• **PROVIDED TEXT**:
"""

Recognizing these issues, the Government of Sri Lanka has launched a national climate change policy and adaptation plan to mitigate the impacts of climate change on the country (Ministry of Mahaweli Development & Environment, 2012, Climate Change Secretariat, 2016). Agriculture and fisheries have been categorized as the most vulnerable sectors. Assessing these vulnerabilities to adverse climate impacts periodically and developing potential adaptation and mitigation strategies are part of the national climate change policy. Furthermore, scaling up climate change research and development, expanding agricultural lands, and increasing irrigation capacity have been identified as possible strategies in the adaptation policy. Thus, the purpose of this research study is to develop a mechanism to identify climate change-induced economic impacts on Sri Lanka and to analyse the effectiveness of specific adaptation strategies.

"""

• **GOAL 1**: According to the climate policy passage, which two sectors have been categorized as the most vulnerable?

• **SOURCE DATA**:
"""

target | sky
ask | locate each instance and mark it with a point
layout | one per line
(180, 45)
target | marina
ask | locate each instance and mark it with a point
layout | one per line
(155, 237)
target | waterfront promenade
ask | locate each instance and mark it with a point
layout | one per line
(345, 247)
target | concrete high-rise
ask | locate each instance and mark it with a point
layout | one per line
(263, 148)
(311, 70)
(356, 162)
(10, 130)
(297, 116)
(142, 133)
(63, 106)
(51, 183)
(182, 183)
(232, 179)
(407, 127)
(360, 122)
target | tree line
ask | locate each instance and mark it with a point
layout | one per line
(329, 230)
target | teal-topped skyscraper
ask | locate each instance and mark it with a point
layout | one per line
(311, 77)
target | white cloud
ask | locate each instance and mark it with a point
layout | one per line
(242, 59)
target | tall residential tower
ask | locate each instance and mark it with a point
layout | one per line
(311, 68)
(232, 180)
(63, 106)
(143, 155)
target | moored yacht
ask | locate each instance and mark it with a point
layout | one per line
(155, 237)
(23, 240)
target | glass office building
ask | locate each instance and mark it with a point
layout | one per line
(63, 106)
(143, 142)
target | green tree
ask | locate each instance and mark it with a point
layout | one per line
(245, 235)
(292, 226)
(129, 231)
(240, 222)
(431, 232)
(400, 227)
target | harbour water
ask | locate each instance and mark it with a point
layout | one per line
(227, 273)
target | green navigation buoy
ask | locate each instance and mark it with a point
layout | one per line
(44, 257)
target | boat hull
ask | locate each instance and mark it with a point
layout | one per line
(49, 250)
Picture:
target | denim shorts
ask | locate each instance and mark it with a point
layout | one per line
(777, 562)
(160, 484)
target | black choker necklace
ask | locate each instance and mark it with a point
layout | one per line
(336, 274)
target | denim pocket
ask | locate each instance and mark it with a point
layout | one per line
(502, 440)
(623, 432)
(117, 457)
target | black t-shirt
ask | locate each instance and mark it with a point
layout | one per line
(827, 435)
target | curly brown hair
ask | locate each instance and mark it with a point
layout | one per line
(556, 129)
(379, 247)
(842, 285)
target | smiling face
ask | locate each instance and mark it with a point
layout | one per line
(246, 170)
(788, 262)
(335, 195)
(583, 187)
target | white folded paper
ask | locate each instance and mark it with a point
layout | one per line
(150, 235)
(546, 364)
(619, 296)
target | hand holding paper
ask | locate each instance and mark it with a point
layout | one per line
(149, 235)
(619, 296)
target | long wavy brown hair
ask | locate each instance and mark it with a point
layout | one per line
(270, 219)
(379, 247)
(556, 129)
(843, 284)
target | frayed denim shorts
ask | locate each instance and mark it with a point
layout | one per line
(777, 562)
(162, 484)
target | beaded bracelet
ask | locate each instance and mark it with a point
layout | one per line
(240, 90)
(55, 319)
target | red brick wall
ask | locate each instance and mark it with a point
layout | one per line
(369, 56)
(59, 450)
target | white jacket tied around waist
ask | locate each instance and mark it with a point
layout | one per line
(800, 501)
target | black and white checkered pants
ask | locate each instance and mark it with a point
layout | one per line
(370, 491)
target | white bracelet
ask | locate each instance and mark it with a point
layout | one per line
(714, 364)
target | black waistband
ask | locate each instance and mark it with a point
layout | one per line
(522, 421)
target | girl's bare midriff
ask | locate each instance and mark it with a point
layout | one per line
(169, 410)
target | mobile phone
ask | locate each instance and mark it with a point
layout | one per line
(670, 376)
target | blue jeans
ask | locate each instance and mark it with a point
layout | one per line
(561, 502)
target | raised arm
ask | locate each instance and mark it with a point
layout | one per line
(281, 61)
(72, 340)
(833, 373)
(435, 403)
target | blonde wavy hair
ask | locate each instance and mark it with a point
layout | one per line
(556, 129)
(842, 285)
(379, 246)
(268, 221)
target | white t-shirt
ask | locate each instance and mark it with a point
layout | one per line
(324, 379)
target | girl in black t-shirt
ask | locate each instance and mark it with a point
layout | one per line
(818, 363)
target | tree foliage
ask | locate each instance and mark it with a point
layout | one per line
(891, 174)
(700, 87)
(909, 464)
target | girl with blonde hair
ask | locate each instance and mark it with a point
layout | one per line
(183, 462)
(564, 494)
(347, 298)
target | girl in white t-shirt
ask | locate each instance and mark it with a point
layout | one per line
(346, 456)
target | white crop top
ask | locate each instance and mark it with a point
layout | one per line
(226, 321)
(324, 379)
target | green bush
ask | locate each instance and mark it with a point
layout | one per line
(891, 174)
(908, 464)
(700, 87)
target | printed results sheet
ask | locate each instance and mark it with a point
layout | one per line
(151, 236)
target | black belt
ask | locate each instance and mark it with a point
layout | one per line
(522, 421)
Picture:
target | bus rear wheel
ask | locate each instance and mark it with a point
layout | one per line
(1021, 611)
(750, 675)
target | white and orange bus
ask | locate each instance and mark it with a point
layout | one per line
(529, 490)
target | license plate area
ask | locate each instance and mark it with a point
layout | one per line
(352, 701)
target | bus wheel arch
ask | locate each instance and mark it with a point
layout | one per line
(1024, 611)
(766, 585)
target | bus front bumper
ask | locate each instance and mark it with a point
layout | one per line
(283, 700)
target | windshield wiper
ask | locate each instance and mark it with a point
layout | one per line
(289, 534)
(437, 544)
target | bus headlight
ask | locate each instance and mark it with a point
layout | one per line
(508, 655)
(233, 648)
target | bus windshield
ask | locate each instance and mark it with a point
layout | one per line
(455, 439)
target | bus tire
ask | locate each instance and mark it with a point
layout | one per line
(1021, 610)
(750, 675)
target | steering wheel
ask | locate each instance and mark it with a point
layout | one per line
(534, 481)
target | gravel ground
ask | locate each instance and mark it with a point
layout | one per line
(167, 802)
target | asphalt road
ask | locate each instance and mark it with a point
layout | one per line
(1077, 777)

"""

• **GOAL 2**: Please count the lines in the records that contain the word "white", treating case as significant, and reply with only that number.

• **WRITTEN RESPONSE 1**: Agriculture and fisheries.

• **WRITTEN RESPONSE 2**: 9